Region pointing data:
┄┄┄┄┄┄┄┄┄┄

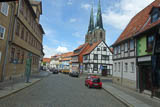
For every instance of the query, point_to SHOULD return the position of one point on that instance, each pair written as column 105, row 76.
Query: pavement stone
column 10, row 87
column 129, row 97
column 60, row 91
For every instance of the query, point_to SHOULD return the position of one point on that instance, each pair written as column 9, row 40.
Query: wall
column 123, row 77
column 142, row 46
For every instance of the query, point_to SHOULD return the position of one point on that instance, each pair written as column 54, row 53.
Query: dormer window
column 154, row 17
column 154, row 13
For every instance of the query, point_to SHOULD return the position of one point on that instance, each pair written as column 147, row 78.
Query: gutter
column 7, row 42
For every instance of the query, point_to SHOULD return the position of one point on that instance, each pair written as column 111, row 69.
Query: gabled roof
column 92, row 47
column 139, row 23
column 46, row 60
column 82, row 47
column 68, row 54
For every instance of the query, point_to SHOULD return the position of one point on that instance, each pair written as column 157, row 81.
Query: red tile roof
column 83, row 46
column 139, row 23
column 91, row 47
column 46, row 60
column 68, row 54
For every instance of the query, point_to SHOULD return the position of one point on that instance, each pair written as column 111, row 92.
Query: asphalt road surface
column 59, row 90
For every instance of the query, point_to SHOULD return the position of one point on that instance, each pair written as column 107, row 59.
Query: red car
column 93, row 81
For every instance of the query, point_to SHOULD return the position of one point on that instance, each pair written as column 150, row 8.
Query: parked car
column 93, row 81
column 74, row 74
column 55, row 71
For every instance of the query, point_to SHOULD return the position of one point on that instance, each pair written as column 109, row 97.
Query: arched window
column 101, row 35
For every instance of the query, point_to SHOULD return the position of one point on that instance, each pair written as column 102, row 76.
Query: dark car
column 55, row 71
column 74, row 74
column 93, row 81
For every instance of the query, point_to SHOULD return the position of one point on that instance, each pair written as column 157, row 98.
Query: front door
column 145, row 78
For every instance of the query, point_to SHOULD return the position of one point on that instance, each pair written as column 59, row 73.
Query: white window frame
column 2, row 32
column 0, row 56
column 5, row 12
column 132, row 67
column 126, row 67
column 126, row 47
column 131, row 45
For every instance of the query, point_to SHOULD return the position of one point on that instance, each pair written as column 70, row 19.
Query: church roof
column 99, row 22
column 91, row 22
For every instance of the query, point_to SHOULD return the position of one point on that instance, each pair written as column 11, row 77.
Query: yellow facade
column 26, row 37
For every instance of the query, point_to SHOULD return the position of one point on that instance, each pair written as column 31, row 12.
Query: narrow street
column 60, row 91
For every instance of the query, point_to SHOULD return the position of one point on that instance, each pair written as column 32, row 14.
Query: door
column 104, row 71
column 145, row 78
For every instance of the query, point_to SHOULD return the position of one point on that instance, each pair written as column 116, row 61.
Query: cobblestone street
column 60, row 91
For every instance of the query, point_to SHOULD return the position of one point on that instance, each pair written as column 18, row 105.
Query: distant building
column 95, row 32
column 77, row 57
column 86, row 57
column 98, row 59
column 46, row 63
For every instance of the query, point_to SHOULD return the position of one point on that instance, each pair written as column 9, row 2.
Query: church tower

┄┄┄┄┄┄┄┄┄┄

— WHAT IS NEEDED —
An exact copy of the lines from the one holding "Query: yellow facade" through the end of the data is the whole answer.

— RESPONSE FOR THIS EXERCISE —
Query: yellow facade
column 26, row 37
For every instance of the query, point_to SHOULD return the position of one point on that instance, each pair written as column 31, row 12.
Query: narrow street
column 60, row 91
For every instance of the query, point_to SHOULD return the position of one point on that instance, each pair written as column 32, row 14.
Query: door
column 104, row 71
column 145, row 78
For every instance of the query, point_to SHOULD return the position of one point on that instance, each pair written as column 116, row 61.
Query: cobblestone street
column 60, row 91
For every instance of the query, point_to SHOULD return the position of one point on that instance, each pair written as column 18, row 105.
Query: distant building
column 95, row 32
column 77, row 57
column 86, row 57
column 98, row 59
column 46, row 63
For every instance of the query, point_to SHOULD return the position of one point on that instance, each pair written as column 9, row 2.
Query: church tower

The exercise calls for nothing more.